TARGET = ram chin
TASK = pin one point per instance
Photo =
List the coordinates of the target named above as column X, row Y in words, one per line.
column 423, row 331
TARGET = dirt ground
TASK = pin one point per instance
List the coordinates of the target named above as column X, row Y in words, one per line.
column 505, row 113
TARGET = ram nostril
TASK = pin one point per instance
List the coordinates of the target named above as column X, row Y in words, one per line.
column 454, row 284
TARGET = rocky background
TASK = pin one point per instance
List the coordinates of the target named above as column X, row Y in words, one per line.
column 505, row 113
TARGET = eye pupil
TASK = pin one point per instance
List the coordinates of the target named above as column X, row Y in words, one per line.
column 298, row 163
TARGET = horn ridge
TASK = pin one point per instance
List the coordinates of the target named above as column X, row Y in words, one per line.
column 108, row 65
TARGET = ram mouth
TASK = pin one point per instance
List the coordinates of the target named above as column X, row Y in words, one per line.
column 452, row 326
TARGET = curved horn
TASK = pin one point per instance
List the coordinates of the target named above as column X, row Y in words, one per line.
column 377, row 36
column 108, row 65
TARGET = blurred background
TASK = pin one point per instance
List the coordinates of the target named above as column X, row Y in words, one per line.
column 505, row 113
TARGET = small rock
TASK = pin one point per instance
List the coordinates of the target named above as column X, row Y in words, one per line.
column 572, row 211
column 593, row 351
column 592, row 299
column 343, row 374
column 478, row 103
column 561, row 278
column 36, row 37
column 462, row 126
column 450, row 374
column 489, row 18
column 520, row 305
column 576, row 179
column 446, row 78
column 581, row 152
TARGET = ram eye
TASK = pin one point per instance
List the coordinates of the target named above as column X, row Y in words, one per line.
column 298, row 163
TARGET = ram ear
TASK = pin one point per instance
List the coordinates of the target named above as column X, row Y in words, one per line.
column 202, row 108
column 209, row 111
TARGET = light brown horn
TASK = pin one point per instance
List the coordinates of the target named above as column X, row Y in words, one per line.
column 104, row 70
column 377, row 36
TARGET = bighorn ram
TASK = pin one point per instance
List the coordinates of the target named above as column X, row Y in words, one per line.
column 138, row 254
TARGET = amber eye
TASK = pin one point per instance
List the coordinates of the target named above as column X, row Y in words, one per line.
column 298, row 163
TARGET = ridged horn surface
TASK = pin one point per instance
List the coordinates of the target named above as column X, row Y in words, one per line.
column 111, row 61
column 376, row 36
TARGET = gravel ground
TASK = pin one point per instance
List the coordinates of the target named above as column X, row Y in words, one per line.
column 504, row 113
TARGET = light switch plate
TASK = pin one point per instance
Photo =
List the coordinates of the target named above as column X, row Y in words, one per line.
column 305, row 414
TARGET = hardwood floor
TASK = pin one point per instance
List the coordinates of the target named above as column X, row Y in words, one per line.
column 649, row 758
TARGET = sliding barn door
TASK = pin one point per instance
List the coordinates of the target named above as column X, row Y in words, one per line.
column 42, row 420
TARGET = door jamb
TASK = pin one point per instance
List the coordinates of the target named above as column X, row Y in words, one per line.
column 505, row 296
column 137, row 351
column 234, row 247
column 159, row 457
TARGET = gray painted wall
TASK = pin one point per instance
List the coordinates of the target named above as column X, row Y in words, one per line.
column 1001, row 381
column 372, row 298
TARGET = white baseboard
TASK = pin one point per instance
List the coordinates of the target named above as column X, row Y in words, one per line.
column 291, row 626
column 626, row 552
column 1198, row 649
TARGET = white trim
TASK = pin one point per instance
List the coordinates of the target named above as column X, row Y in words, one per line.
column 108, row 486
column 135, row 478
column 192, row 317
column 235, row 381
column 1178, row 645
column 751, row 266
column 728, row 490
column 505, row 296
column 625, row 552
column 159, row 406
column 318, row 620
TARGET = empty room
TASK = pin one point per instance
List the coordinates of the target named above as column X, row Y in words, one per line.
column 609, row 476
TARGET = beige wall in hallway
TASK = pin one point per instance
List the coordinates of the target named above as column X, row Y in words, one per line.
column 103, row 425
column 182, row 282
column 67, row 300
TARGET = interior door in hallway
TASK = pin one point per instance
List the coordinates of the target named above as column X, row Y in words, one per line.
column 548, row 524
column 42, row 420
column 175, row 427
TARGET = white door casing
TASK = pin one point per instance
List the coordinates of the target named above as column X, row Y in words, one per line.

What to produce: Reproduce every one of the records above line for line, with nothing altered.

Output of the exercise:
TARGET = ram chin
TASK = pin one point per instance
Photo =
List the coordinates of the target named above as column X, row Y in words, one per line.
column 423, row 331
TARGET = dirt ground
TASK = pin one point per instance
List the coordinates of the target named above as column X, row Y in words, one per line.
column 505, row 113
TARGET = ram nostril
TASK = pin one point per instance
List the coordinates of the target named above as column X, row Y in words, one per line.
column 454, row 284
TARGET = rocky background
TASK = pin one point per instance
List the coordinates of the target named above as column X, row Y in words, one per line.
column 505, row 113
TARGET = eye pupil
TASK = pin one point per instance
List the coordinates of the target named above as column X, row Y in words, one per line.
column 298, row 163
TARGET = horn ridge
TASK = pin one point per instance
List the coordinates of the target named above as column X, row Y in words, one per line.
column 108, row 65
TARGET = ram mouth
TASK = pin one point per instance
List the coordinates of the target named above as column X, row Y in words, one per line.
column 452, row 326
TARGET = curved horn
TASK = pin one point per instance
List the coordinates of the target named above as column X, row Y in words, one per line.
column 377, row 36
column 108, row 65
TARGET = blurred background
TASK = pin one point per instance
List the coordinates of the target named above as column X, row Y in words, one per line.
column 505, row 113
TARGET = small rock
TASK = pin one point per instance
List the coordinates of the target named above as column X, row Y in words, one per line.
column 572, row 211
column 593, row 351
column 592, row 299
column 343, row 374
column 478, row 103
column 561, row 278
column 36, row 37
column 462, row 126
column 450, row 374
column 489, row 18
column 520, row 305
column 576, row 179
column 446, row 78
column 581, row 152
TARGET = ram eye
TASK = pin one point per instance
List the coordinates of the target named above as column X, row Y in words, one per line.
column 298, row 163
TARGET = ram ear
TASK = pin one point per instance
List the coordinates of the target named above as column X, row Y in words, one per line.
column 202, row 108
column 209, row 111
TARGET = light brown horn
TASK = pin one point per instance
List the coordinates of the target named above as column X, row Y in words, one per line.
column 104, row 70
column 377, row 36
TARGET = bighorn ram
TASK = pin one point per instance
List the coordinates of the target named above as column X, row Y in words, one per line.
column 138, row 254
TARGET = amber eye
TASK = pin one point per instance
List the coordinates of the target named above as column X, row Y in words, one per line.
column 298, row 163
TARGET = ridged horn surface
TASK = pin one point per instance
List the coordinates of the target named above as column X, row Y in words, one per line.
column 111, row 61
column 376, row 36
TARGET = gravel ground
TASK = pin one point per instance
List the coordinates of the target named above as column X, row Y in words, one per line.
column 504, row 113
TARGET = light switch plate
TASK = pin one point per instance
Photo =
List the coordinates of the target named above as column X, row Y in words, one per line.
column 305, row 414
TARGET = hardwood floor
TASK = pin one point per instance
List the coordinates of the target named above as column X, row Y in words, one per line.
column 649, row 758
TARGET = sliding barn door
TASK = pin one point per instance
List the coordinates of the target named above as column X, row Y in words, one per line.
column 42, row 420
TARGET = door jamb
TASK = pin one point per instance
List the coordinates of the target named above as column X, row Y in words, one per line.
column 505, row 296
column 137, row 351
column 234, row 247
column 159, row 457
TARGET = gray painted wall
TASK = pin one point per instance
List the coordinates of the target named above as column X, row Y in words, one per line.
column 1001, row 381
column 372, row 298
TARGET = white baseboard
TASK = pin one point per instance
List the coordinates of the target named above as column X, row Y in words, one per line.
column 291, row 626
column 626, row 552
column 1198, row 649
TARGET = white trim
TASK = pin one point per instance
List the coordinates of the target named above as column X, row Y in words, one per line.
column 108, row 486
column 135, row 478
column 192, row 317
column 235, row 381
column 1178, row 645
column 751, row 266
column 728, row 490
column 505, row 296
column 625, row 552
column 159, row 406
column 318, row 620
TARGET = empty room
TASK = pin one point per instance
List the coordinates of the target named above as column X, row Y in words, one per line.
column 609, row 476
TARGET = beige wall in hallway
TASK = pin one point per instance
List the coordinates of the target named above as column X, row Y in words, one per line.
column 103, row 425
column 182, row 282
column 67, row 300
TARGET = interior door in hallway
TASK = pin one point per instance
List the coordinates of the target named above as column X, row Y in words, one per line.
column 548, row 524
column 42, row 420
column 175, row 427
TARGET = white door casing
TASK = pin one point per instance
List the coordinates of the target named above as column X, row Y in words, one per line.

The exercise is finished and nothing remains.